Dataset records:
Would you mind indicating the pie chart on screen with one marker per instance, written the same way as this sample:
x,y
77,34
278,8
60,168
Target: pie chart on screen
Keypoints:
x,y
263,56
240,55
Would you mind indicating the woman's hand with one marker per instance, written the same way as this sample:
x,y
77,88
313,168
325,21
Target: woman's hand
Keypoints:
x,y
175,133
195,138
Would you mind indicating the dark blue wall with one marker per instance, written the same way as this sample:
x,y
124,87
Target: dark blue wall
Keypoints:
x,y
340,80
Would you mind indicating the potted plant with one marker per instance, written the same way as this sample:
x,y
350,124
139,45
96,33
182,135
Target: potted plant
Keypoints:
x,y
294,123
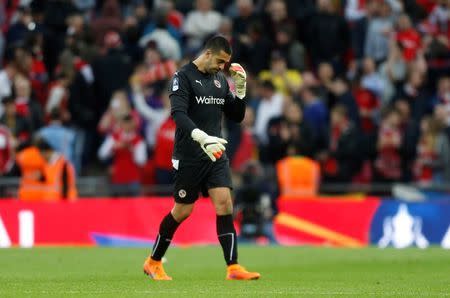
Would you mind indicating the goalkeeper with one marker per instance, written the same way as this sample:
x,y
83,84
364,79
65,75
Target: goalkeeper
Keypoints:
x,y
199,95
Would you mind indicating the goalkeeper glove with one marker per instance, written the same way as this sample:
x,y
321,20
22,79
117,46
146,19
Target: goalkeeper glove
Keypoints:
x,y
212,146
240,79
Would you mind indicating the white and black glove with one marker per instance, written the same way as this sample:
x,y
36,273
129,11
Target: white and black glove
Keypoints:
x,y
213,146
239,77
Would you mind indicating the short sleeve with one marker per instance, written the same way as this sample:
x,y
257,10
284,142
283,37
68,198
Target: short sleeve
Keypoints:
x,y
179,93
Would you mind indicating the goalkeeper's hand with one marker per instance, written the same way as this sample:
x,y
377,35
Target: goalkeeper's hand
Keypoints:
x,y
212,146
240,79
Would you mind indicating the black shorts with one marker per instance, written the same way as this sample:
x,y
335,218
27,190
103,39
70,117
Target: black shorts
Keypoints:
x,y
193,178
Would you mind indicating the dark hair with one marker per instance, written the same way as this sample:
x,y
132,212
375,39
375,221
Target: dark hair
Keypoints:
x,y
267,84
341,110
127,117
42,145
218,43
55,114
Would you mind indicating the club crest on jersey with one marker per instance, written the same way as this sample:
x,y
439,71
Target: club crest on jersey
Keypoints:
x,y
175,84
182,193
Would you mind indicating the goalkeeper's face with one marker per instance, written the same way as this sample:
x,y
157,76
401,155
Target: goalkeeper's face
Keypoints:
x,y
215,62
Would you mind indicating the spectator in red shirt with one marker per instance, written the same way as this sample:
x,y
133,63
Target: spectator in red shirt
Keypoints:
x,y
407,37
432,163
19,126
128,152
6,150
119,107
388,166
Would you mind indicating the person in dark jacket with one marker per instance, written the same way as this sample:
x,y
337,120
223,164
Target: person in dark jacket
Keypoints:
x,y
111,71
341,160
289,134
328,35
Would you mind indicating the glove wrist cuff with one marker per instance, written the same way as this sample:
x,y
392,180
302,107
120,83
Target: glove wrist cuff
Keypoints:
x,y
198,135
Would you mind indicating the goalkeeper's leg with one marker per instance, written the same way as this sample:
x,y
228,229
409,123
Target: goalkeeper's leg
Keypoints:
x,y
226,233
153,266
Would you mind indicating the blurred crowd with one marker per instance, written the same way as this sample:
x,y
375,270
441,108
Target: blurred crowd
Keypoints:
x,y
360,86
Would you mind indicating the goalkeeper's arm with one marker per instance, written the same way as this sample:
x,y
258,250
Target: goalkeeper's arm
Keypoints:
x,y
212,146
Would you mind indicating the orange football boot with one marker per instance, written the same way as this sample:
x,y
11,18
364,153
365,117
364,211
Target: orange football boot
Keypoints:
x,y
155,270
237,272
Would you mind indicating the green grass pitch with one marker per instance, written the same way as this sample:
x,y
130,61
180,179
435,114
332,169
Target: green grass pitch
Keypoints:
x,y
199,271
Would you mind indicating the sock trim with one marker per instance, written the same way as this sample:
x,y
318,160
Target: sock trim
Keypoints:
x,y
232,243
156,245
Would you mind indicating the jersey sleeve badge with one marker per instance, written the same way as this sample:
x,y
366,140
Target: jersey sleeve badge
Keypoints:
x,y
175,84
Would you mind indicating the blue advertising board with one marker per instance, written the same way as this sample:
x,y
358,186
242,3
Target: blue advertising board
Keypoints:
x,y
400,224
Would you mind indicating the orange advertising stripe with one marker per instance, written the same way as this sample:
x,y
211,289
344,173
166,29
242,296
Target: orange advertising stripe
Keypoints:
x,y
308,227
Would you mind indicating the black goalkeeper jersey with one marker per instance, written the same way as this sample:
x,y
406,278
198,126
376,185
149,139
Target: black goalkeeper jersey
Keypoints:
x,y
198,100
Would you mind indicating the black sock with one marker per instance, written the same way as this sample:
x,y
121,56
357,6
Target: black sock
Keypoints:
x,y
227,238
167,228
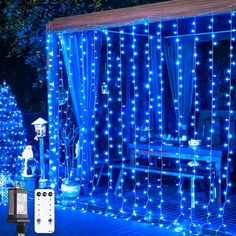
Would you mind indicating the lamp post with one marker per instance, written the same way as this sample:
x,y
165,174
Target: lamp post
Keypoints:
x,y
40,130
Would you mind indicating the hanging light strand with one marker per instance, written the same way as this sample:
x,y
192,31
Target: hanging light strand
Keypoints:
x,y
228,95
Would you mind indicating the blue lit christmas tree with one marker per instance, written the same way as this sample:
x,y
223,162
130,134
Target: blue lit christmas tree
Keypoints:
x,y
12,133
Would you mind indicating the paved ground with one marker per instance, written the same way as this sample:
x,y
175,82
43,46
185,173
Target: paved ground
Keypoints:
x,y
75,223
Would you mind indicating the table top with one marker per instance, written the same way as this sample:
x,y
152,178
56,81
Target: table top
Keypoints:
x,y
201,151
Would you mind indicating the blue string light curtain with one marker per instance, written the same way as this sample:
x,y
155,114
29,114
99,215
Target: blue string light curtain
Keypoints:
x,y
185,65
79,51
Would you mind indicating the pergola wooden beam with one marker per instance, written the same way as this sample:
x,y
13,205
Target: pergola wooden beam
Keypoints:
x,y
153,12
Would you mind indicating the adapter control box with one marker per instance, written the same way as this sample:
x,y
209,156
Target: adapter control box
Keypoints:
x,y
44,211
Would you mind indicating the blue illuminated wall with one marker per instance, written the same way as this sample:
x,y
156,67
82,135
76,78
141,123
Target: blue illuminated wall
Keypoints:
x,y
147,83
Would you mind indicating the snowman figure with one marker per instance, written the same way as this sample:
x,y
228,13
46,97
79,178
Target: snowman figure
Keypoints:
x,y
27,155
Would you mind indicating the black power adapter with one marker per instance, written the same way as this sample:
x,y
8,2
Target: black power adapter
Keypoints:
x,y
18,208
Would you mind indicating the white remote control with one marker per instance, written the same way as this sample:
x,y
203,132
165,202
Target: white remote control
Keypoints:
x,y
44,211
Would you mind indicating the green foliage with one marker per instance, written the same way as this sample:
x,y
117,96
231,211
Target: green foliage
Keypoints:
x,y
22,24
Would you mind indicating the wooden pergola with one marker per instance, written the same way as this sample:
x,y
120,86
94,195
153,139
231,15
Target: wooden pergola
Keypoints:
x,y
153,12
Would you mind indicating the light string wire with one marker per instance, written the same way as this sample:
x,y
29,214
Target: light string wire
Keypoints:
x,y
121,119
108,79
148,213
160,121
134,122
194,117
179,115
83,115
94,126
211,60
228,79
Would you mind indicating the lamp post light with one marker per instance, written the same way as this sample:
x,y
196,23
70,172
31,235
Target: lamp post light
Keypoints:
x,y
40,130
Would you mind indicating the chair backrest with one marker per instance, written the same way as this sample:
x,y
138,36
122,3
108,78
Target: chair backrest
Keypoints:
x,y
219,126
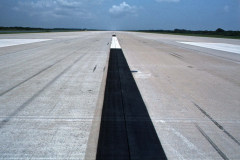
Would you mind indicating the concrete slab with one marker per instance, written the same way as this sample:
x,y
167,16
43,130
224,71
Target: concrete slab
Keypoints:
x,y
174,79
49,95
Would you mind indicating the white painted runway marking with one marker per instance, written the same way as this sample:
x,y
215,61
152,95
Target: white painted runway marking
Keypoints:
x,y
218,46
115,44
13,42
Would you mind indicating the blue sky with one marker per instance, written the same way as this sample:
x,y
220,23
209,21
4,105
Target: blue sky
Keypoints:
x,y
122,15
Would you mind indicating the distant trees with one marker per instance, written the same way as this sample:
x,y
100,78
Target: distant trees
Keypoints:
x,y
220,30
217,33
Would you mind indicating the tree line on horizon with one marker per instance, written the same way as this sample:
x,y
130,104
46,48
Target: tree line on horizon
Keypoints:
x,y
217,32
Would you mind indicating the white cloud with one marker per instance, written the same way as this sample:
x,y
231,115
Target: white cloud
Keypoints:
x,y
167,0
122,9
226,8
46,9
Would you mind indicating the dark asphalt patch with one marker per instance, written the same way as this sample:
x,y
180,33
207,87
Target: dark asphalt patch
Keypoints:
x,y
212,143
217,124
126,131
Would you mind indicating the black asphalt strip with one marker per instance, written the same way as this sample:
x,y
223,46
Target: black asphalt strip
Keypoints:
x,y
126,131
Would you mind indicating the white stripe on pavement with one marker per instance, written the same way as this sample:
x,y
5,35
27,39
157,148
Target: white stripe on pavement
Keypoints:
x,y
115,44
218,46
13,42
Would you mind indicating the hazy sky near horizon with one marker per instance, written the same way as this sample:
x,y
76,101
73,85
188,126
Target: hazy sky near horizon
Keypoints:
x,y
122,15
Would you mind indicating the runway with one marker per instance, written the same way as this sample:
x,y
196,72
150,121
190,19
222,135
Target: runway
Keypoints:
x,y
52,93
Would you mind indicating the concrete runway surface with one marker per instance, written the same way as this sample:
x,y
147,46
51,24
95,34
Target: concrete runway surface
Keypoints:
x,y
52,91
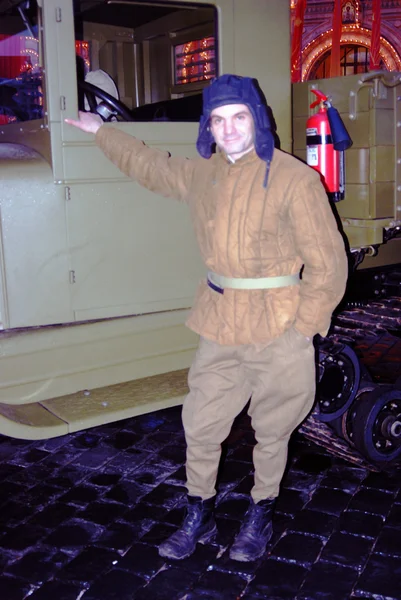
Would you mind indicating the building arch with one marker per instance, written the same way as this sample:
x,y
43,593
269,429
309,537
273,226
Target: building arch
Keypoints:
x,y
351,34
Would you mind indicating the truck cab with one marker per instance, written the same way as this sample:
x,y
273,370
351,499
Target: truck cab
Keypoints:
x,y
97,275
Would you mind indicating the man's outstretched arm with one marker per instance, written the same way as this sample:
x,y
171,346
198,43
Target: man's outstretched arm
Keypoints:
x,y
88,122
153,169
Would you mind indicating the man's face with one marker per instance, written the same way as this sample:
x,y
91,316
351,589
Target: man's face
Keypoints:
x,y
233,129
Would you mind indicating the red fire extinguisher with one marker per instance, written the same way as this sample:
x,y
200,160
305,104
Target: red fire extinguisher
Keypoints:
x,y
321,154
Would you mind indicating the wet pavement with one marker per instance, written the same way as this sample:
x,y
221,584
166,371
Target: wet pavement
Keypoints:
x,y
81,517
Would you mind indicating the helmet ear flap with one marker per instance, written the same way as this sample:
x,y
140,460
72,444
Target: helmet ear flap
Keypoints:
x,y
205,139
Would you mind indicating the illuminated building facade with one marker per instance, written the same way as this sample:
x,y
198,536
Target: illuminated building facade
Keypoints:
x,y
356,36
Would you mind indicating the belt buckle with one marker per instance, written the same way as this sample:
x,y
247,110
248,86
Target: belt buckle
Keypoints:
x,y
215,287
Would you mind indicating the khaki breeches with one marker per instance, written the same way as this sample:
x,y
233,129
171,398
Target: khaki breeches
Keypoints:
x,y
279,379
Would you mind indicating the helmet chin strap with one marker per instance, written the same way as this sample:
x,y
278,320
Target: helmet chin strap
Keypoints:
x,y
232,159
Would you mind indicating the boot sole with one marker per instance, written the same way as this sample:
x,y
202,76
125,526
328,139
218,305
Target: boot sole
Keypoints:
x,y
206,537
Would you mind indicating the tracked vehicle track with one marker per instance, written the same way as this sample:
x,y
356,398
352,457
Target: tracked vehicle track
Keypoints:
x,y
373,331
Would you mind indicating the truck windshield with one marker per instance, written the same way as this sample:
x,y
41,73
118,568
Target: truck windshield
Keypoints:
x,y
156,58
21,95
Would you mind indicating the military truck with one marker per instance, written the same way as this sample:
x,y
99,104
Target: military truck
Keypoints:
x,y
98,274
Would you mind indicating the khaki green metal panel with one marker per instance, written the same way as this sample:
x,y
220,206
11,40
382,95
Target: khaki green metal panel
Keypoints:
x,y
383,127
262,50
359,130
34,243
60,68
37,364
356,204
370,111
357,166
362,236
112,233
383,165
383,197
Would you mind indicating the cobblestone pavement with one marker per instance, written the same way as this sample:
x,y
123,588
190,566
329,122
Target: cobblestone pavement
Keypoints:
x,y
82,516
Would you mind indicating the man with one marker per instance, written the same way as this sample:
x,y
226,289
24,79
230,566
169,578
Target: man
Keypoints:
x,y
259,215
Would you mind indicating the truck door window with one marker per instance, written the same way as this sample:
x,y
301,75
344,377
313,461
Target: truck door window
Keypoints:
x,y
159,55
21,93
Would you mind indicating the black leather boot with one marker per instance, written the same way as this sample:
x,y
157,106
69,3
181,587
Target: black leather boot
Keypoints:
x,y
255,531
198,526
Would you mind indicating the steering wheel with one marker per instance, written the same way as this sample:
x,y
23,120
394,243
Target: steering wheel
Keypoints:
x,y
109,106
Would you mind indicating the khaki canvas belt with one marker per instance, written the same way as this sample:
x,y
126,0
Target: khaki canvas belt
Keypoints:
x,y
219,282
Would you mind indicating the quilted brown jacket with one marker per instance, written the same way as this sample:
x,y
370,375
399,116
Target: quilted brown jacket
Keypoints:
x,y
246,230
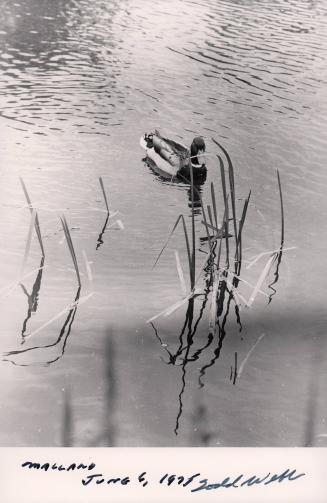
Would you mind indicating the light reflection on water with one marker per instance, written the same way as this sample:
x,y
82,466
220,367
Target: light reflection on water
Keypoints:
x,y
80,82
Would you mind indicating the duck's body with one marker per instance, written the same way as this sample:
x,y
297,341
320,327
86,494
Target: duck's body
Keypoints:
x,y
173,158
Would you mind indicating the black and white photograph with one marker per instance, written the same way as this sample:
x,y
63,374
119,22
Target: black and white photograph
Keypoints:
x,y
163,223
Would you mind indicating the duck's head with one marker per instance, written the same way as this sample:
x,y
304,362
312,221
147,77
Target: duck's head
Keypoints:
x,y
198,148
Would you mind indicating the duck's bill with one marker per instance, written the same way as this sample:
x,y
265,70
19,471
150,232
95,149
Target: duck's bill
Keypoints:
x,y
201,159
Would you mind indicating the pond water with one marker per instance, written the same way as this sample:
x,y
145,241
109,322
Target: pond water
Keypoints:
x,y
80,83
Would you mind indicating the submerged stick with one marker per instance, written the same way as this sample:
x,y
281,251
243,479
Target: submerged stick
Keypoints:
x,y
28,241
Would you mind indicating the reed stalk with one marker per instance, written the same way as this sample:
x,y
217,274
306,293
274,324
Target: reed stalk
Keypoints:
x,y
282,211
71,247
104,194
37,224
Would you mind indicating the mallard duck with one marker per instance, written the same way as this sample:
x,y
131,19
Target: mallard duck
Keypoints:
x,y
173,158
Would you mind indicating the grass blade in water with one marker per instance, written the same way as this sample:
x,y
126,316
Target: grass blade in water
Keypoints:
x,y
181,217
214,206
261,279
180,273
80,301
28,242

Exercise objective: Please show every line of the entries above that contains the word "vehicle".

Response for this exercise:
Would you mind indicating the tracked vehicle track with one marker per instance, written the same way as this sample:
Target: tracked vehicle track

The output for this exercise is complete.